[Collected data]
=-=-=
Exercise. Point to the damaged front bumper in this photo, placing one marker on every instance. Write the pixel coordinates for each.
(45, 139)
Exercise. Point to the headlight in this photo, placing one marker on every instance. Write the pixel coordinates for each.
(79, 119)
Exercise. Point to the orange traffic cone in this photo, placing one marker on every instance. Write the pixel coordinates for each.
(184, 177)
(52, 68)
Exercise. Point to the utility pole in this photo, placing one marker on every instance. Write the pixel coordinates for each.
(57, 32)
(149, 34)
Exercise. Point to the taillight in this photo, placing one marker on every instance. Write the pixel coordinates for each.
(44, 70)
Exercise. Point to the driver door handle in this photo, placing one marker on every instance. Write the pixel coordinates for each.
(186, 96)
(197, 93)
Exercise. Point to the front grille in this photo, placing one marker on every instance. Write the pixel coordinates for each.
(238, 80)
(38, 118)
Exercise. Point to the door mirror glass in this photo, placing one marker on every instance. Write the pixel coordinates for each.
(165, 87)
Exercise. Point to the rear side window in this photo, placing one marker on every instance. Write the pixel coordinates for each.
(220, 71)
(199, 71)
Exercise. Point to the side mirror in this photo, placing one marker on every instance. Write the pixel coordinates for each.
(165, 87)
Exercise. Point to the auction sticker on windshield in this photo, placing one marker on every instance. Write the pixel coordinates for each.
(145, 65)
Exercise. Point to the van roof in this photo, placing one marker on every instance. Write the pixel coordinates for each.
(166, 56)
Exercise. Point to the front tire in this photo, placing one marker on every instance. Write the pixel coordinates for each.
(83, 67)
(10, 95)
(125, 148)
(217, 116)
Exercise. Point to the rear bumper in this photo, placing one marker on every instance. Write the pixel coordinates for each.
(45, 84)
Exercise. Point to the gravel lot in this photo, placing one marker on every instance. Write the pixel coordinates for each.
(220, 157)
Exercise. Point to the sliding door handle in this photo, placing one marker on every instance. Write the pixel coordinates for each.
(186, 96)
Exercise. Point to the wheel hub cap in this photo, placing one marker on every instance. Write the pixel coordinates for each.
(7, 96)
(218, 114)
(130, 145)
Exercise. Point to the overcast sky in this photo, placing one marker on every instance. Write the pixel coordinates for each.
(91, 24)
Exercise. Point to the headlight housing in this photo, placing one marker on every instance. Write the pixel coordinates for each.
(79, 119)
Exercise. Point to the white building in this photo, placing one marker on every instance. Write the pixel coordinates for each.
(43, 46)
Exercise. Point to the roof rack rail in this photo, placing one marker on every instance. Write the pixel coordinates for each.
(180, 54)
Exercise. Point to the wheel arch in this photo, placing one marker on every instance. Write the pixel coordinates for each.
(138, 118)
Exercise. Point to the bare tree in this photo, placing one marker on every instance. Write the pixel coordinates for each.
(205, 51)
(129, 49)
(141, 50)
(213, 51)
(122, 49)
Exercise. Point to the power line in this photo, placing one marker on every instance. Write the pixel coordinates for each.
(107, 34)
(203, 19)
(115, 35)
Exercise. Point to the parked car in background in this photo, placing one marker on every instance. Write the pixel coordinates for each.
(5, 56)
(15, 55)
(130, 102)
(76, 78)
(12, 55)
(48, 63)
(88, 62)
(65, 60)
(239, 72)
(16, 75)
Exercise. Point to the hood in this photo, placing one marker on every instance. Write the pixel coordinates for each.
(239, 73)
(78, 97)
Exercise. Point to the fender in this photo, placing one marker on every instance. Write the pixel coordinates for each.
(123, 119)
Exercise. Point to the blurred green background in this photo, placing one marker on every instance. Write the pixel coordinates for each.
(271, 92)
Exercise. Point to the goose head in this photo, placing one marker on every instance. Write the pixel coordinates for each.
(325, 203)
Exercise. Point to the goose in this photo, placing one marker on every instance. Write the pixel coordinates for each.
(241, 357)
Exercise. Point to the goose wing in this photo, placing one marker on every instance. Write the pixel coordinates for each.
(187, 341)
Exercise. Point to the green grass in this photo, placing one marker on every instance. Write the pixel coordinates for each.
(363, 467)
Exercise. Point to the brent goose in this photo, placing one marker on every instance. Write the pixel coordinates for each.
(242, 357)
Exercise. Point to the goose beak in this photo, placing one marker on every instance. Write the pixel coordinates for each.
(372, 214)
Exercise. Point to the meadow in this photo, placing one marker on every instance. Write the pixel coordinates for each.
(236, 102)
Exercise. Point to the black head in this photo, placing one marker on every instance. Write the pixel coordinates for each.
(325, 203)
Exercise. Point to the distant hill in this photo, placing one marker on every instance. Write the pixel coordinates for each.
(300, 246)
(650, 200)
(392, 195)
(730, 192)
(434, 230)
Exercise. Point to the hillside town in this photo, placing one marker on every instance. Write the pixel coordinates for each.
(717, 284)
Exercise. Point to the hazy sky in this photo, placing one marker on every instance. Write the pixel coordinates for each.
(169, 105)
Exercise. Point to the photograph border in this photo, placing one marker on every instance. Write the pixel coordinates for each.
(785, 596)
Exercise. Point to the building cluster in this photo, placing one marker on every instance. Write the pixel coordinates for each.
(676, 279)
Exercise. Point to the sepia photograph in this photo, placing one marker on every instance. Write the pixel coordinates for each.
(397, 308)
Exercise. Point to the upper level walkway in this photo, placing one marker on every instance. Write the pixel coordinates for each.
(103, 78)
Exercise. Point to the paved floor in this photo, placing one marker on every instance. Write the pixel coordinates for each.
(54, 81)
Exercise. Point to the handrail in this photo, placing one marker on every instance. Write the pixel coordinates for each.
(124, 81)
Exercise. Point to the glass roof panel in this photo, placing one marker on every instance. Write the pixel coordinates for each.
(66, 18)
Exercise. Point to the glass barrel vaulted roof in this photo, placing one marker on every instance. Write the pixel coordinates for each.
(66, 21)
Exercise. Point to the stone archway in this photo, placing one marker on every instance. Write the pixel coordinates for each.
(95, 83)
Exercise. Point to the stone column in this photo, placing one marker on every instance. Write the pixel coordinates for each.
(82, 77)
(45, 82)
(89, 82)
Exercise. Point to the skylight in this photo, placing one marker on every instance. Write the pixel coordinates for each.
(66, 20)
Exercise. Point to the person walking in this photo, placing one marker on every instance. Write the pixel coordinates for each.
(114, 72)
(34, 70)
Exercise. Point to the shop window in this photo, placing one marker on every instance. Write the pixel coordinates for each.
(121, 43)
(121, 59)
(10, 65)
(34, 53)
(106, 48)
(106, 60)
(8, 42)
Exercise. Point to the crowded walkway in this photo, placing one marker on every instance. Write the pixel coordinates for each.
=-=-=
*PROBLEM TO SOLVE:* All the lines above should come back exactly as written.

*ANSWER TO THIS TASK:*
Exercise. Point to the damaged front bumper in this photo, placing one marker on every instance. Write the pixel coordinates for each.
(45, 139)
Exercise. Point to the headlight in this photo, placing one marker on every instance. Write the pixel coordinates for each.
(79, 119)
Exercise. Point to the orange traffic cone in this photo, placing one marker on every instance. Write the pixel coordinates for each.
(184, 177)
(52, 68)
Exercise. Point to the utility pole in this photo, placing one marker on every instance. Write the pixel coordinates for each.
(57, 32)
(149, 34)
Exercise. Point to the taillight in this photo, placing one marker on every instance. Write the pixel coordinates for each.
(44, 70)
Exercise. Point to the driver door handle in this photo, placing one marker on every instance. Write the pixel coordinates for each.
(186, 96)
(197, 93)
Exercise. Point to the front grille in this photo, placing one marker on every instance. Write the pixel coordinates for each.
(238, 80)
(38, 118)
Exercise. Point to the door mirror glass in this photo, placing one marker on every instance. Write the pixel coordinates for each.
(165, 87)
Exercise. Point to the rear side window in this photo, placing one marker on every instance. Write the pixel coordinates for each.
(220, 71)
(199, 71)
Exercise. Point to the side mirror in this photo, placing one marker on every instance. Write the pixel coordinates for each.
(165, 87)
Exercise. Point to the auction sticker on windshield in this photo, placing one marker on every instance. Write the pixel coordinates for each.
(145, 65)
Exercise. Point to the van roof in this photo, placing one marker on every instance. Write the pixel coordinates for each.
(166, 56)
Exercise. Point to the front tire in this photo, placing one marker on every instance. Write the pixel coordinates for each.
(83, 67)
(10, 95)
(125, 148)
(217, 116)
Exercise. Point to the rear bumper in this photo, placing one marker on every instance. Write the pixel coordinates for each.
(45, 84)
Exercise. Point to the gravel lot in this photo, placing one marker on every instance. Write the pixel coordinates for each.
(220, 157)
Exercise. Point to the sliding door handle in this photo, placing one marker on every instance. Write the pixel coordinates for each.
(186, 96)
Exercise. Point to the wheel hub cap in this photo, placing one marker on every instance. Write the pixel coordinates for each.
(7, 96)
(218, 114)
(130, 145)
Exercise. Point to the overcast sky in this photo, placing one marker on every instance. Write the pixel coordinates for each.
(91, 24)
Exercise. Point to the headlight housing in this photo, placing one marker on every instance. Write the pixel coordinates for each.
(79, 119)
Exercise. Point to the white building in this photo, placing one marker on every instance. Write the pixel coordinates for each.
(43, 46)
Exercise. Point to the roof rack rail in this photo, placing one marker on every instance. Write the pixel coordinates for each.
(180, 54)
Exercise. Point to the wheel arch in this photo, placing one marker on every instance. Write the pixel coordinates for each.
(138, 118)
Exercise. Point to the bare tree in this photo, placing one marker on every instance. Write the pixel coordinates for each.
(205, 51)
(129, 49)
(141, 50)
(213, 51)
(122, 49)
Exercise. Point to the power line in this photo, placing one marker on every instance. Write the pixel coordinates for each.
(107, 34)
(203, 19)
(115, 35)
Exercise. Point to the parked car in background in this photo, placing one marker on every instance. Write the pixel coordinates for each.
(5, 56)
(15, 55)
(130, 102)
(76, 78)
(12, 55)
(48, 63)
(88, 62)
(65, 60)
(239, 72)
(16, 75)
Exercise. Point to the hood in this photo, placing one marker on every instance. Write the pixel coordinates for each.
(239, 73)
(78, 97)
Exercise. Point to the fender in this photo, placing one marker on every instance. Write the pixel coordinates for each.
(123, 119)
Exercise. Point to the blurred green background in this photo, placing one marker on every instance. Write the pixel coordinates for each.
(271, 92)
Exercise. Point to the goose head in this photo, placing one marker on every instance. Write the pixel coordinates for each.
(325, 203)
Exercise. Point to the goose in this photo, placing one marker on every instance. Write the pixel coordinates for each.
(241, 357)
Exercise. Point to the goose wing in this photo, placing one marker on every instance. Write the pixel coordinates for each.
(187, 341)
Exercise. Point to the green grass in this photo, placing one marker on every instance. Write the pixel coordinates for each.
(363, 467)
Exercise. Point to the brent goose in this photo, placing one marker on every instance. Write the pixel coordinates for each.
(242, 357)
Exercise. Point to the goose beak in this photo, placing one marker on every instance. Write the pixel coordinates for each.
(372, 214)
Exercise. Point to the meadow in this photo, placing one marker on every instance. Write the pixel coordinates for each.
(236, 102)
Exercise. Point to the black head in this photo, placing one marker on every instance. Write the pixel coordinates for each.
(325, 203)
Exercise. Point to the distant hill in this photo, placing one marker on every instance. Write the pixel coordinates for each.
(300, 246)
(650, 200)
(392, 195)
(730, 192)
(434, 230)
Exercise. Point to the hillside town in this photo, placing one marker on every instance. Write the pixel coordinates for each.
(717, 284)
Exercise. Point to the hazy sky in this photo, placing one marker on every instance. Write the pixel coordinates for each.
(169, 105)
Exercise. Point to the photograph border in this photo, placing one marker on every instance. Write the pixel coordinates for each.
(785, 596)
Exercise. Point to the building cluster in this photo, placing one marker on every instance. Write the pixel coordinates for each.
(676, 279)
Exercise. Point to the sepia photograph in this photo, placing one marker on every instance. Write the pixel coordinates for each.
(397, 308)
Exercise. Point to the upper level walkway in this photo, placing one marker on every instance. Write the pixel coordinates for each.
(103, 78)
Exercise. Point to the paved floor in this photo, placing one marker on every instance. Write the pixel coordinates for each.
(54, 81)
Exercise. Point to the handrail in this photo, placing one marker on every instance. Write the pixel coordinates for each.
(124, 81)
Exercise. Point to the glass roof panel in this photo, placing one marker on every instance. Write the pixel coordinates for each.
(66, 18)
Exercise. Point to the glass barrel vaulted roof in this photo, placing one marker on every instance. Write the pixel coordinates for each.
(66, 21)
Exercise. Point to the stone archway in this photo, placing one marker on every instance. Write the pixel coordinates for each.
(95, 83)
Exercise. Point to the stone column in this photo, placing one marker on every instance. Write the pixel coordinates for each.
(82, 77)
(45, 82)
(89, 82)
Exercise. Point to the skylight in this photo, placing one marker on every instance. Write the pixel coordinates for each.
(66, 20)
Exercise. Point to the person walking in this photo, placing one marker on every instance. Write the pixel coordinates for each.
(114, 72)
(34, 70)
Exercise. Point to the shop window in this photo, placing one marker on every instance. Write the pixel coordinates for each.
(121, 43)
(121, 59)
(10, 65)
(34, 53)
(106, 48)
(106, 60)
(8, 42)
Exercise. Point to the crowded walkway in this photo, placing one marker on every instance. Write the pixel coordinates for each.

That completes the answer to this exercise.